HOW TO COMPLETE THIS TASK: The records that follow should be retyped word for word.

(Dataset entries)
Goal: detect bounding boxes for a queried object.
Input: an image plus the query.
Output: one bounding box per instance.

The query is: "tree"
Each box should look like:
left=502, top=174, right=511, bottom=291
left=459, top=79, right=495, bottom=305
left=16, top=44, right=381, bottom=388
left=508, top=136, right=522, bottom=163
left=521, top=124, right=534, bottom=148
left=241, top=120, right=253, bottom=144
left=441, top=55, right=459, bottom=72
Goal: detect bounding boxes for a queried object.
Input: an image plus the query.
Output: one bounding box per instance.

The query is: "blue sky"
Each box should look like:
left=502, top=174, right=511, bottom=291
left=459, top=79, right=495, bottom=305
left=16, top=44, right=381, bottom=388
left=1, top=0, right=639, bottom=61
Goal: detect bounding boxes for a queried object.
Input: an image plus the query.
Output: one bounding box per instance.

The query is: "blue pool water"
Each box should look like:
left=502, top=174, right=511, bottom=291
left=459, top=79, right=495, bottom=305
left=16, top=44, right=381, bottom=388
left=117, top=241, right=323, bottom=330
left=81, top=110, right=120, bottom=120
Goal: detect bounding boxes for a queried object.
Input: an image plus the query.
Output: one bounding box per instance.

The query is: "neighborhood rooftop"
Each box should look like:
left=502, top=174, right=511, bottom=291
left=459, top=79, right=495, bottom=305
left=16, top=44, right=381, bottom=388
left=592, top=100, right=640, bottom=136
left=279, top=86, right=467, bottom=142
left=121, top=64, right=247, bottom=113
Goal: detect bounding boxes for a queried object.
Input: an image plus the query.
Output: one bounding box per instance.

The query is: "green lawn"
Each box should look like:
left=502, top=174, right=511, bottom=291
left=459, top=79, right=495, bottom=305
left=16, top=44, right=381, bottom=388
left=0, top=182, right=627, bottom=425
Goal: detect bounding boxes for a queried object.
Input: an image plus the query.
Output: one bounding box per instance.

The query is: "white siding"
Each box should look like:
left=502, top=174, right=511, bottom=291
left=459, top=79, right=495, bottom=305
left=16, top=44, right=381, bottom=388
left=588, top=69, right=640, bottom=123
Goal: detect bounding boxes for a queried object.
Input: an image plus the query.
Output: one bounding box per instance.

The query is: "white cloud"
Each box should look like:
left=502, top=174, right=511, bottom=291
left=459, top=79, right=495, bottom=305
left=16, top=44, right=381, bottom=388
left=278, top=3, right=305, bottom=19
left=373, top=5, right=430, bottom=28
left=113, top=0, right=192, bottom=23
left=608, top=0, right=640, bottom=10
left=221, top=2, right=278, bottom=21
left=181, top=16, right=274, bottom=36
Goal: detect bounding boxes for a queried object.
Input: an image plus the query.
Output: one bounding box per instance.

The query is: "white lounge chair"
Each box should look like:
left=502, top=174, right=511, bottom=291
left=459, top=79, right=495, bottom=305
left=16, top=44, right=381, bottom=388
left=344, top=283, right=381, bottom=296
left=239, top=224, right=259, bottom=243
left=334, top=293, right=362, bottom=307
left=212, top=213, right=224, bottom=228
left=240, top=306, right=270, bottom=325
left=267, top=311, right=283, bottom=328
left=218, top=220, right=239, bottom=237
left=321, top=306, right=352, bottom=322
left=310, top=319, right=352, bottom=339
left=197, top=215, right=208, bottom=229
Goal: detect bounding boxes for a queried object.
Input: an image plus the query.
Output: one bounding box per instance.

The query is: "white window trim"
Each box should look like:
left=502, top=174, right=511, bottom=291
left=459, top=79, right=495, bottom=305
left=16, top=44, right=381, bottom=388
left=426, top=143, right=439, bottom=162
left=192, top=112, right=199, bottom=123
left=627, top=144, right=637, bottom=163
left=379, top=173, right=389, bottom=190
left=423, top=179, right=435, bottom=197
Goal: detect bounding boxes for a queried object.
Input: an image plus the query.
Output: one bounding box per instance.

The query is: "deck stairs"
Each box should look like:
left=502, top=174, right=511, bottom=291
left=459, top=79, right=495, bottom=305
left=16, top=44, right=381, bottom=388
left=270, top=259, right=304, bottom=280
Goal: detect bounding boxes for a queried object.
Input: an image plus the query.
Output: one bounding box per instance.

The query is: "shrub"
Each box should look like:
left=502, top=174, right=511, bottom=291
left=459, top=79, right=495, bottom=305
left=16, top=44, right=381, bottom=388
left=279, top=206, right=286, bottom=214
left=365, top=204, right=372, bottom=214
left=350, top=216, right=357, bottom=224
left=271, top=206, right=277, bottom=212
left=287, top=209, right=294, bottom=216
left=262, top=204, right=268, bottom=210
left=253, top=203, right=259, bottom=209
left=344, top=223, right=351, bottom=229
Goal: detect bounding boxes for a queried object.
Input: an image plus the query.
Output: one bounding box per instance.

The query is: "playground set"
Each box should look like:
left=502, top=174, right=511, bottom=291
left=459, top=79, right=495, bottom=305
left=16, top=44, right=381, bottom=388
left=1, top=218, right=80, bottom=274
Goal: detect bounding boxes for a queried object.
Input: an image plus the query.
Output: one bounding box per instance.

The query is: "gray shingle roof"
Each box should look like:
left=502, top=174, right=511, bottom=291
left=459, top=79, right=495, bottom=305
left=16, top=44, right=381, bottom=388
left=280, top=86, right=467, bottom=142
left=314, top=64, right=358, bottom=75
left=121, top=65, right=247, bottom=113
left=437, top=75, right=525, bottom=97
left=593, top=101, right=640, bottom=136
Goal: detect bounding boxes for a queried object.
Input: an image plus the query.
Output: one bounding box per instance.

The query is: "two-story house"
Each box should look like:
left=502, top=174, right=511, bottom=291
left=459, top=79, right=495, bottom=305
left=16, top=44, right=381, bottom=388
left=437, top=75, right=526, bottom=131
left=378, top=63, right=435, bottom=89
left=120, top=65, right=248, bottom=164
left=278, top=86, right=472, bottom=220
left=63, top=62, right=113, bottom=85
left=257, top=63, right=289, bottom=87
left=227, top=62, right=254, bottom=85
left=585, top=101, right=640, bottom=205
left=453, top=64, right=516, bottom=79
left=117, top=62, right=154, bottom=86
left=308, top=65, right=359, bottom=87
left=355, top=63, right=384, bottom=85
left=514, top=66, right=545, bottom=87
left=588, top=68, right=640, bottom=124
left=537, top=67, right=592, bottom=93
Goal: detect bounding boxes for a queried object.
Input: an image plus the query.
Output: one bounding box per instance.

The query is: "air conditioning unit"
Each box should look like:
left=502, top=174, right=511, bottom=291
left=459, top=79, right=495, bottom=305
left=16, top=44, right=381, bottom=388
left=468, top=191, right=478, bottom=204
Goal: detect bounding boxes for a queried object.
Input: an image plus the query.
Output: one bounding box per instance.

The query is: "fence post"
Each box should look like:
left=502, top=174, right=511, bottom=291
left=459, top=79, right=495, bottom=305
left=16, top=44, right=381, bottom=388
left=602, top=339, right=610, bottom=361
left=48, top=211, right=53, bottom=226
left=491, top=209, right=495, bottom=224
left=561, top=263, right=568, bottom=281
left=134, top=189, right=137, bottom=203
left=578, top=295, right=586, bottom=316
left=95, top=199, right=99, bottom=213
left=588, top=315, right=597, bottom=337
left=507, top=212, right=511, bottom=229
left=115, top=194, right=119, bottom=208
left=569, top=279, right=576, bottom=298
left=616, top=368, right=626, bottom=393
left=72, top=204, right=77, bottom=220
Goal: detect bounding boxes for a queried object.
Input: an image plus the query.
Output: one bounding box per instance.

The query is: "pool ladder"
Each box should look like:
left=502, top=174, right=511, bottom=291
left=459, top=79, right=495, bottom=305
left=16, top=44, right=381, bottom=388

OUTPUT OF THE EXERCISE:
Goal: detect bounding boxes for a queried object.
Input: an image plus the query.
Output: one bounding box per instance.

The query is: "tree"
Each box should look like:
left=502, top=174, right=511, bottom=291
left=459, top=79, right=495, bottom=305
left=16, top=44, right=381, bottom=388
left=508, top=136, right=522, bottom=163
left=521, top=124, right=534, bottom=148
left=241, top=120, right=253, bottom=144
left=441, top=55, right=459, bottom=72
Goal: detect bounding boxes for a queried object.
Input: an image plus the query.
Output: one bounding box per instance.

The query is: "blue sky"
Each box should look like:
left=502, top=174, right=511, bottom=291
left=459, top=79, right=495, bottom=305
left=16, top=44, right=381, bottom=388
left=1, top=0, right=639, bottom=61
Goal: detect bounding boxes for a queried object.
Input: an image plus the query.
Output: one bounding box per instance.

The query is: "blue pool water"
Each box should look like:
left=502, top=174, right=511, bottom=291
left=459, top=79, right=495, bottom=305
left=16, top=44, right=381, bottom=388
left=117, top=241, right=323, bottom=330
left=81, top=110, right=120, bottom=120
Goal: detect bounding boxes for a queried object.
Input: an image plus the query.
Output: one bounding box per instance.

The query is: "neighborhood rooftop"
Each box should look like:
left=502, top=174, right=511, bottom=291
left=459, top=79, right=495, bottom=305
left=16, top=44, right=381, bottom=388
left=592, top=100, right=640, bottom=136
left=279, top=86, right=467, bottom=142
left=121, top=64, right=247, bottom=113
Goal: detect bounding boxes for a queried object.
Input: an image plus the query.
Output: one bounding box per instance.

The query is: "green lawn"
Each box should look like:
left=502, top=174, right=511, bottom=291
left=459, top=79, right=495, bottom=305
left=16, top=44, right=381, bottom=388
left=0, top=182, right=627, bottom=425
Goal: detect bounding boxes for a queried object.
Input: an image plus the query.
Output: one bounding box per instance.

The query is: "white siding"
Each box should look like:
left=502, top=174, right=511, bottom=291
left=459, top=79, right=495, bottom=305
left=16, top=44, right=381, bottom=388
left=588, top=69, right=640, bottom=123
Goal: detect bounding boxes for a queried object.
Input: an image plus the query.
Output: one bounding box per instance.

The query is: "white cloud"
Each box should look like:
left=502, top=174, right=511, bottom=291
left=459, top=79, right=495, bottom=305
left=16, top=44, right=381, bottom=388
left=278, top=3, right=305, bottom=19
left=373, top=5, right=430, bottom=28
left=113, top=0, right=192, bottom=23
left=608, top=0, right=640, bottom=10
left=221, top=2, right=278, bottom=21
left=181, top=16, right=274, bottom=36
Goal: detect bounding boxes for a queried object.
Input: an image plus the query.
Output: one bounding box per instance.

The query is: "white lounge chair"
Each box should look like:
left=502, top=174, right=511, bottom=291
left=459, top=79, right=495, bottom=305
left=16, top=44, right=381, bottom=388
left=344, top=283, right=381, bottom=296
left=239, top=224, right=259, bottom=243
left=334, top=293, right=362, bottom=307
left=212, top=213, right=224, bottom=228
left=240, top=306, right=270, bottom=325
left=267, top=311, right=283, bottom=328
left=218, top=220, right=239, bottom=237
left=321, top=306, right=352, bottom=322
left=310, top=319, right=352, bottom=339
left=197, top=215, right=208, bottom=229
Goal: detect bounding boxes for a queried object.
Input: an image plus the query.
Output: one bounding box per instance.

The query is: "white window trim"
Each box should look like:
left=502, top=174, right=511, bottom=291
left=459, top=79, right=495, bottom=305
left=16, top=44, right=381, bottom=388
left=426, top=143, right=439, bottom=162
left=192, top=112, right=199, bottom=123
left=627, top=144, right=637, bottom=163
left=379, top=173, right=389, bottom=190
left=423, top=179, right=435, bottom=197
Goal: detect bounding boxes for a queried object.
Input: an image plus the query.
Output: one bounding box per instance.

The query is: "deck stairs"
Each box should look like:
left=502, top=174, right=511, bottom=291
left=459, top=79, right=495, bottom=305
left=16, top=44, right=381, bottom=388
left=270, top=259, right=304, bottom=280
Goal: detect bounding boxes for a queried object.
Input: an image plus the query.
Output: one bounding box per instance.

The query is: "shrub"
Each box should look like:
left=502, top=174, right=511, bottom=291
left=459, top=79, right=495, bottom=305
left=16, top=44, right=381, bottom=388
left=279, top=206, right=286, bottom=214
left=365, top=204, right=372, bottom=214
left=350, top=216, right=357, bottom=224
left=271, top=206, right=277, bottom=212
left=287, top=209, right=294, bottom=216
left=262, top=204, right=268, bottom=210
left=253, top=203, right=259, bottom=209
left=344, top=223, right=351, bottom=229
Goal: detect bounding boxes for a queried object.
Input: an image plus the query.
Output: one bounding box per instance.

The query is: "playground set"
Each box should look like:
left=502, top=174, right=511, bottom=291
left=459, top=79, right=495, bottom=305
left=16, top=44, right=381, bottom=388
left=1, top=218, right=80, bottom=274
Goal: detect bounding boxes for a queried object.
Input: an image plus the query.
Output: one bounding box per instance.

The query is: "gray shingle roof"
Each box should look like:
left=502, top=174, right=511, bottom=291
left=459, top=79, right=495, bottom=305
left=16, top=44, right=381, bottom=388
left=280, top=86, right=467, bottom=142
left=314, top=64, right=358, bottom=75
left=121, top=65, right=247, bottom=113
left=437, top=75, right=525, bottom=97
left=593, top=101, right=640, bottom=136
Goal: detect bounding boxes for a queried object.
Input: an image plus the query.
Output: one bounding box per instance.

The query is: "two-story house"
Each box should look like:
left=502, top=174, right=511, bottom=291
left=459, top=79, right=495, bottom=305
left=16, top=44, right=381, bottom=388
left=437, top=75, right=526, bottom=131
left=378, top=63, right=435, bottom=89
left=120, top=65, right=248, bottom=164
left=278, top=86, right=472, bottom=220
left=63, top=62, right=113, bottom=85
left=257, top=63, right=289, bottom=87
left=227, top=62, right=254, bottom=85
left=585, top=101, right=640, bottom=205
left=453, top=64, right=516, bottom=79
left=117, top=62, right=154, bottom=86
left=308, top=65, right=359, bottom=87
left=355, top=63, right=384, bottom=85
left=514, top=66, right=545, bottom=87
left=588, top=68, right=640, bottom=124
left=537, top=67, right=592, bottom=93
Goal: detect bounding boxes for a queried object.
Input: an image plus the query.
Output: one bounding box per instance.

The query is: "air conditioning unit"
Each box should look like:
left=502, top=174, right=511, bottom=291
left=459, top=79, right=495, bottom=305
left=16, top=44, right=381, bottom=388
left=468, top=191, right=478, bottom=204
Goal: detect bounding boxes for a queried object.
Input: an image plus the query.
Output: one bounding box per instance.

The query is: "fence post"
Each box should look like:
left=502, top=174, right=511, bottom=291
left=459, top=79, right=495, bottom=305
left=16, top=44, right=381, bottom=388
left=602, top=339, right=610, bottom=361
left=48, top=211, right=53, bottom=226
left=491, top=209, right=495, bottom=224
left=561, top=263, right=568, bottom=281
left=134, top=189, right=137, bottom=203
left=578, top=295, right=586, bottom=316
left=95, top=199, right=99, bottom=213
left=588, top=315, right=597, bottom=337
left=507, top=212, right=511, bottom=229
left=115, top=194, right=119, bottom=208
left=569, top=279, right=576, bottom=298
left=616, top=368, right=626, bottom=393
left=72, top=204, right=77, bottom=220
Goal: detect bounding boxes for a queried object.
Input: an image plus the query.
Output: one bounding box per instance.

The query is: "pool ladder"
Each box should look like:
left=502, top=174, right=511, bottom=291
left=459, top=79, right=495, bottom=305
left=16, top=44, right=381, bottom=388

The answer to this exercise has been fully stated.